Excerpt —
Net sales amounted to 46 billion kronor, or $5.45 billion, during the quarter, up 19 percent excluding VAT, as reported. In local currencies, the increase was 11 percent.
Although sales have since picked up, rising by 12 percent in local currencies between Sept. 1 and Sept. 22, H&M is still struggling to catch up with its rival Inditex SA, which is buying more of its clothing in euros.
Bernstein analysts estimate that H&M’s sourcing issues will cause significant margin headwinds over the next 12 months.
“Longer term, we believe H&M is faced with higher input costs from wage inflation in Asia and increasingly competitive markets in many of their core countries, which we expect to lead to margin deterioration as the increased proliferation of value apparel retailers results in pricing pressure,” they explained.
The gross margin, a key indicator of profitability, fell to 55.9 percent in the third quarter from 58.3 percent a year earlier.
To get out of the ditch, the fast-fashion retailer said it was looking into new categories and more store openings as a key strategy. The new H&M Beauty line, launched in July, had “a very good start,” according to Tervonen. Available in around 700 stores in 28 countries, it will be rolled out to an additional 14 markets this fall.

Complete the following —
A. Repeat the H&M earnings excerpt between "Although sales have" and "a year earlier.", inclusive.
B. Finish out the next part of the H&M quarterly results article, continuing on from its final sentence.

Record list —
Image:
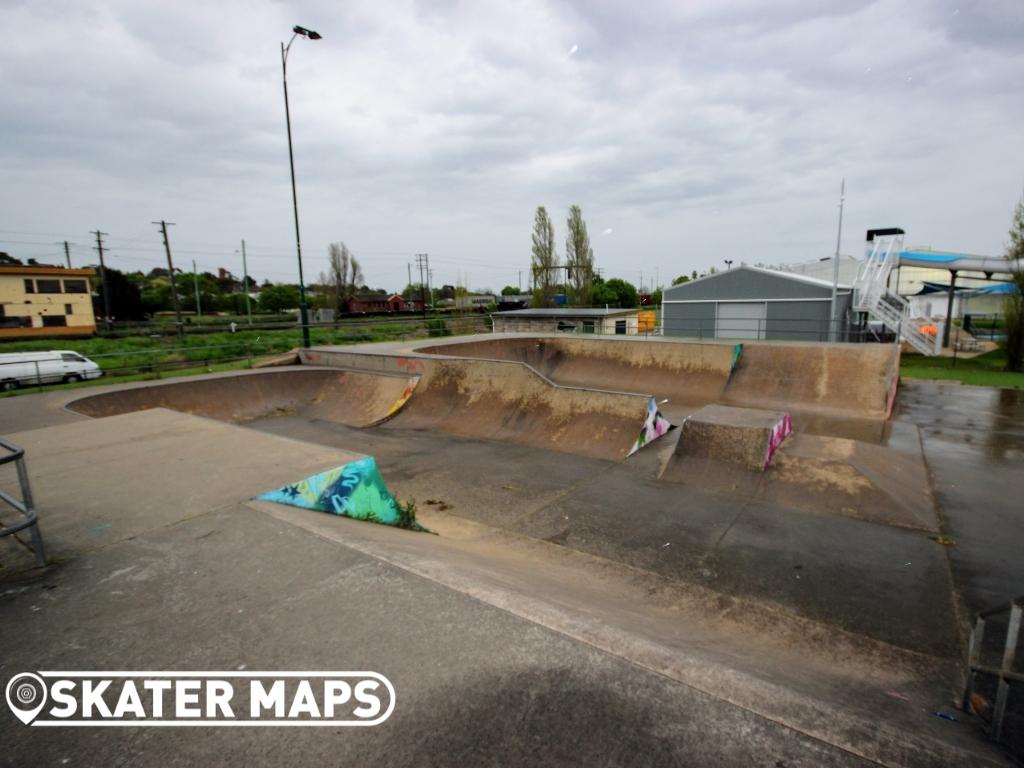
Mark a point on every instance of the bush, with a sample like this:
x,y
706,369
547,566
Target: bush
x,y
437,328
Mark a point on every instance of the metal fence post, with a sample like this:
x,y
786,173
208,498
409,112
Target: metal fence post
x,y
1009,652
30,505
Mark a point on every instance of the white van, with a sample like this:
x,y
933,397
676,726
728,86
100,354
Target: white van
x,y
28,369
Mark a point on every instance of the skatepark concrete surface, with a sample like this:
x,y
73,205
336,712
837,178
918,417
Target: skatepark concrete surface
x,y
576,606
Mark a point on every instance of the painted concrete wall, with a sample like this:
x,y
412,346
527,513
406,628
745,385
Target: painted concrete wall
x,y
507,324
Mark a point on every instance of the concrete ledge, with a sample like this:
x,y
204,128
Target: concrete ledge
x,y
740,436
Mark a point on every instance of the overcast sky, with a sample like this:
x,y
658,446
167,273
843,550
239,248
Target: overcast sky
x,y
689,132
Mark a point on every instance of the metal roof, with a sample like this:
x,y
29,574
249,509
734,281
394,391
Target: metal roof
x,y
566,312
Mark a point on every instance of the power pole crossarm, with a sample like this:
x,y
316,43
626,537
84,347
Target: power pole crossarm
x,y
170,270
245,284
102,278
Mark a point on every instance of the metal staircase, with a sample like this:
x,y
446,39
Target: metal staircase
x,y
871,295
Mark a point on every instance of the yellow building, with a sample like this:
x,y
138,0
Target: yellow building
x,y
45,301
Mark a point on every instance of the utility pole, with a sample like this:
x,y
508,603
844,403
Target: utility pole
x,y
839,239
245,283
102,278
423,263
199,308
170,269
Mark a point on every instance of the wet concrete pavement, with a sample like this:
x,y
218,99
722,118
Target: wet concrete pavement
x,y
974,444
849,573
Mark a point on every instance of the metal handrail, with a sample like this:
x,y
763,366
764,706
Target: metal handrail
x,y
25,505
1005,672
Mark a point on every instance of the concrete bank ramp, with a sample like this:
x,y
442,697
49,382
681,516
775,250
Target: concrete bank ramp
x,y
841,380
685,373
356,399
822,475
812,381
498,400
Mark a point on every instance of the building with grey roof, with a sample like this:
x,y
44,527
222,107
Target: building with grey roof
x,y
750,302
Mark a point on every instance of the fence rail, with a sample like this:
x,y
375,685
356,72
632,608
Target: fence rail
x,y
775,330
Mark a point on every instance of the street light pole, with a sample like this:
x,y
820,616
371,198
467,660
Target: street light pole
x,y
303,308
834,336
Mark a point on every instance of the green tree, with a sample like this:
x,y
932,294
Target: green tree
x,y
1015,301
126,300
579,256
545,259
345,274
157,296
279,298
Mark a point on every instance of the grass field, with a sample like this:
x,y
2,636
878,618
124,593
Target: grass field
x,y
172,374
986,370
145,356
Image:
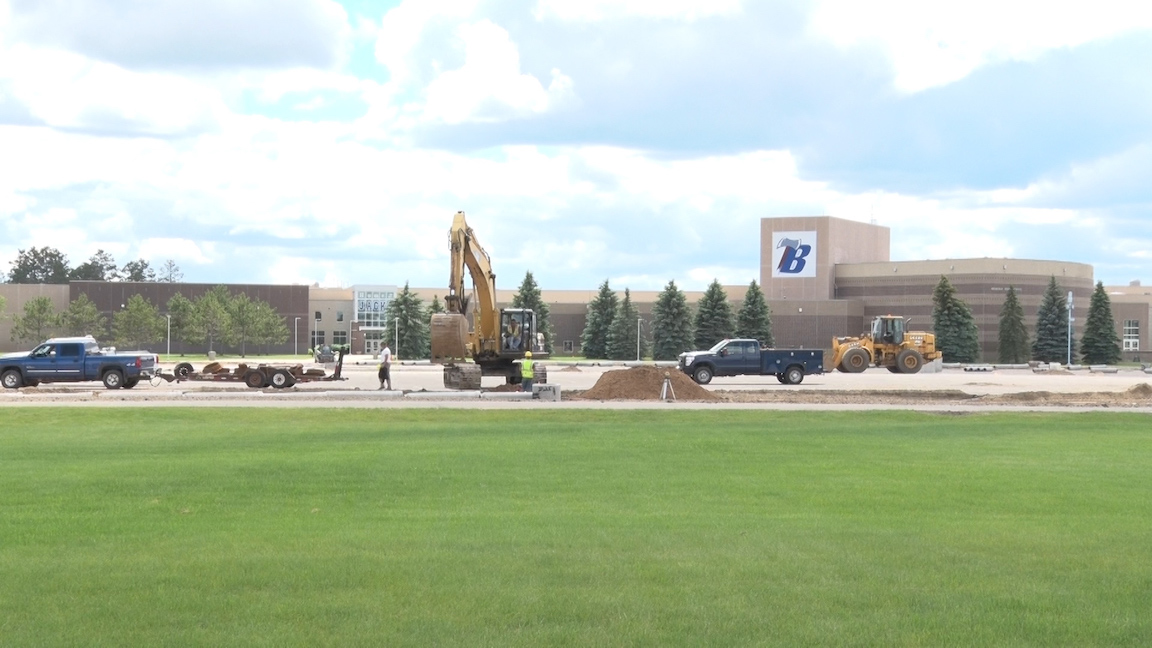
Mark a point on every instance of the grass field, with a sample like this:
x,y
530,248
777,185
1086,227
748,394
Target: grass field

Answers in order —
A.
Although sales have since picked up, rising by 12 percent in local currencies between Sept. 1 and Sept. 22, H&M is still struggling to catch up with its rival Inditex SA, which is buying more of its clothing in euros.
Bernstein analysts estimate that H&M’s sourcing issues will cause significant margin headwinds over the next 12 months.
“Longer term, we believe H&M is faced with higher input costs from wage inflation in Asia and increasingly competitive markets in many of their core countries, which we expect to lead to margin deterioration as the increased proliferation of value apparel retailers results in pricing pressure,” they explained.
The gross margin, a key indicator of profitability, fell to 55.9 percent in the third quarter from 58.3 percent a year earlier.

B.
Planning to open a net total of 400 stores by year-end, the company is slated to enter two new markets: India next week and South Africa in October. Next year, H&M also wants to launch its first stores in New Zealand, Cyprus and Puerto Rico.
The firm’s aggressive expansion plans continue online.
“We will open our H&M online store in both Switzerland and Russia [where third-quarter-sales were up 56 percent in local currency] during this autumn, giving us 23 H&M online markets at the end of the financial year. In 2016, we plan to offer e-commerce in a further nine existing H&M markets. These countries will be Ireland, Japan, Greece, Croatia, Slovenia, Estonia, Latvia, Lithuania and Luxembourg,” Karl-Johan Persson, chief executive officer of H&M, revealed in a statement, adding that he is also looking into launching other new concepts and brands, which he is confident will make the firm stronger. But he said, “We will come back to this at a later date.”